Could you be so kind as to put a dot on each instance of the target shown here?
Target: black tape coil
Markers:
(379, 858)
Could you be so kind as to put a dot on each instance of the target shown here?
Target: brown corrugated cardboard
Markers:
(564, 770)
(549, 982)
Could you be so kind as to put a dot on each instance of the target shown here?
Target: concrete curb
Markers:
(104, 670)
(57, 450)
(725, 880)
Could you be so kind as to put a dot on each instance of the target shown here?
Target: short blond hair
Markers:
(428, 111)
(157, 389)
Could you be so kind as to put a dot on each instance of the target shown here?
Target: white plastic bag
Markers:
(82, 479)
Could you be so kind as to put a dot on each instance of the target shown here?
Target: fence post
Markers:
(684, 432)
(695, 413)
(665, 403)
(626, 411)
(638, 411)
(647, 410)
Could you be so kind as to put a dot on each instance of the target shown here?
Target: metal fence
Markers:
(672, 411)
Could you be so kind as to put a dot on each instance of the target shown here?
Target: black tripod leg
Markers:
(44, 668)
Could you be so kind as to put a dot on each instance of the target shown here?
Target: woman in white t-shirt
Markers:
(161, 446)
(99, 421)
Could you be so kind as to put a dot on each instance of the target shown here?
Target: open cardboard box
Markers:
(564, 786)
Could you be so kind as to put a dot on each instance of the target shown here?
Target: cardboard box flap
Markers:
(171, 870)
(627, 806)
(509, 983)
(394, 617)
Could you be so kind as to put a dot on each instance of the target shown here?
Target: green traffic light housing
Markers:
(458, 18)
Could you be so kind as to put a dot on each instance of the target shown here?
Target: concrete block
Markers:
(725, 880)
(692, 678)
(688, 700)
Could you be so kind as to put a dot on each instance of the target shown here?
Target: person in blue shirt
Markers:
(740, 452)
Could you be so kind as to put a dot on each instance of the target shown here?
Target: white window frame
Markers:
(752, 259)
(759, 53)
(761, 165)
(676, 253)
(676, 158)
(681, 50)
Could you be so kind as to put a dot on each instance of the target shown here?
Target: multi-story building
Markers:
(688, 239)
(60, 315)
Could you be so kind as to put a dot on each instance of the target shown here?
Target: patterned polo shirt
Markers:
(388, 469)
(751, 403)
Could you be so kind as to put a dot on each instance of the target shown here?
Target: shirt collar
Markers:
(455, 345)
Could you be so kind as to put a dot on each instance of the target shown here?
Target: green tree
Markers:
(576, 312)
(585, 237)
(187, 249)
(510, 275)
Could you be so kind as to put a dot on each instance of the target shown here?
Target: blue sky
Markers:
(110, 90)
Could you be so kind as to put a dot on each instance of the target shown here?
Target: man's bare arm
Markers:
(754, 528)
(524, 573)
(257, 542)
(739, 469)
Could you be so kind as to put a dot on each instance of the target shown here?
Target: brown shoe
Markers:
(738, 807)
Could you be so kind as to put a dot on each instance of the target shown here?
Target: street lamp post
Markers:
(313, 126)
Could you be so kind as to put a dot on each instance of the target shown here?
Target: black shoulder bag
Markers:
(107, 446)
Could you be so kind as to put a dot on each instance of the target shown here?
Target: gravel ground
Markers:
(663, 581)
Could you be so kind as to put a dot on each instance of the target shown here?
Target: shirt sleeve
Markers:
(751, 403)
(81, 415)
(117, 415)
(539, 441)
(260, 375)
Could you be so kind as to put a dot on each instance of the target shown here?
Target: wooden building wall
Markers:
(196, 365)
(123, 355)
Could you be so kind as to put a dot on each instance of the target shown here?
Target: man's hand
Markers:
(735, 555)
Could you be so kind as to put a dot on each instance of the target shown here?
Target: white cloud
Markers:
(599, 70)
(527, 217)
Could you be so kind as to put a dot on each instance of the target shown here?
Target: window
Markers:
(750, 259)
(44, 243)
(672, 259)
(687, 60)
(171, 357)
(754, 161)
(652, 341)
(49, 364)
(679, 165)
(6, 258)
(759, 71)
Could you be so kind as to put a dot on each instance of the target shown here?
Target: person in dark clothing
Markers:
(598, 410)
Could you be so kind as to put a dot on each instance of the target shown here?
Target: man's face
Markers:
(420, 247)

_____

Each entry above is to be quoted exactly.

Could you be so kind as to put a dot on each instance of the target shown here?
Target: black tape coil
Markers:
(379, 858)
Could you be so kind as to put a dot on each instance of the target shown here?
Target: brown corrugated cardboard
Markers:
(564, 770)
(549, 982)
Could you be so kind as to put a dot on each instance of the target shown here?
Target: concrete curb
Markers:
(104, 670)
(57, 450)
(725, 880)
Could you be so kind as to put a dot on each instance of the target shown here?
Target: short blond hair
Markers:
(428, 111)
(157, 389)
Could you be so kind as to put a dot on each instance of the target shown here?
Target: white plastic bag
Markers:
(82, 479)
Could you be so kind as to put a dot on each instance of the target shown here?
Target: fence post
Markers:
(684, 432)
(695, 413)
(665, 403)
(626, 411)
(638, 411)
(647, 410)
Could you be so kind as to put a dot on each instance of the target shown here?
Target: metal fence
Markers:
(672, 411)
Could you be so kind as to put a dot on each instance of the target shown here?
Target: black tripod leg
Markers:
(44, 668)
Could you be so kind as to put a dot on each instance of the target shown here?
Target: woman in white t-shirt
Markers:
(161, 446)
(99, 421)
Could you be so kind as to put a dot on each instance of the target shown here?
Target: open cardboard box
Markers:
(564, 786)
Could you be so kind as to put a dot on each instance of the target shown here?
Target: cardboard box flap
Markers:
(171, 870)
(627, 806)
(509, 983)
(394, 617)
Could you be so kind as to put a dot on each instance of the target shown here?
Target: green traffic light housing
Markers:
(458, 18)
Could you be so kind as to put a dot on each instance of the target shown here?
Target: concrete block
Markers:
(725, 880)
(692, 678)
(688, 700)
Could you be so kind as to put a dot on each instance of the target shown here?
Target: person in blue shirt
Markers:
(740, 452)
Could you be so kind as to put a dot on each instance of the target shown here?
Target: white window frame
Markers:
(752, 259)
(759, 53)
(761, 165)
(676, 253)
(676, 158)
(681, 50)
Could you be so kind as to put a dot on each instance of the target shown here?
Target: multi-story building
Markers:
(688, 239)
(60, 315)
Could you be so kind as to put a dot on each instance of the target shown here?
Target: patterned polo shirt
Markers:
(388, 469)
(751, 403)
Could you be so kind as to put a dot on each instance of the target shown here?
Target: shirt collar
Markers:
(455, 345)
Could you be so kind as to put a dot on each instance of the target shown here?
Target: green tree
Markers:
(576, 312)
(585, 237)
(187, 249)
(510, 275)
Could you be so kind as to put a dot on each instance of the target shown here?
Target: blue sky
Markers:
(110, 90)
Could you be so kind as to put a dot on each instance of the target shown here?
Target: man's bare arm
Markers:
(754, 528)
(524, 573)
(257, 542)
(739, 469)
Could you be so kind as to put a dot on each instance of the target shown here?
Target: brown shoe
Markers:
(738, 807)
Could you be so kind as to put a dot on each instance of the target shown here?
Target: street lamp post
Markers:
(313, 126)
Could you be so kind as to put a dot on each instance of the target shown here?
Target: black shoulder bag
Markers:
(107, 446)
Could you be so kind as to put a dot on each instance of the target shown here?
Target: gravel ground
Markers:
(663, 581)
Could you be so kind as to put a dot on each instance of the target shown here?
Target: shirt sleeve
Markers:
(751, 403)
(81, 415)
(117, 415)
(539, 441)
(260, 375)
Could you be so kind as to put a dot on each instance of the target shown here?
Target: wooden building wall
Markers:
(196, 365)
(123, 355)
Could you be so kind as to put a dot on each instance of the target shown here?
Target: man's hand
Markers:
(735, 555)
Could you be so kind as to put a dot on each instance of the target shown here?
Target: white cloud
Markers:
(599, 70)
(527, 217)
Could you be so kind as to put a dot on each instance of the target shown here?
Target: window
Markers:
(750, 259)
(44, 243)
(672, 259)
(687, 60)
(171, 357)
(754, 161)
(652, 341)
(49, 364)
(679, 165)
(6, 258)
(759, 71)
Could you be so kind as to put a dot on each instance of the target shown here?
Target: person in dark clothing
Markers:
(598, 410)
Could you be so kind as to put a dot on each instance of the target shown here?
Target: man's face
Markers:
(420, 247)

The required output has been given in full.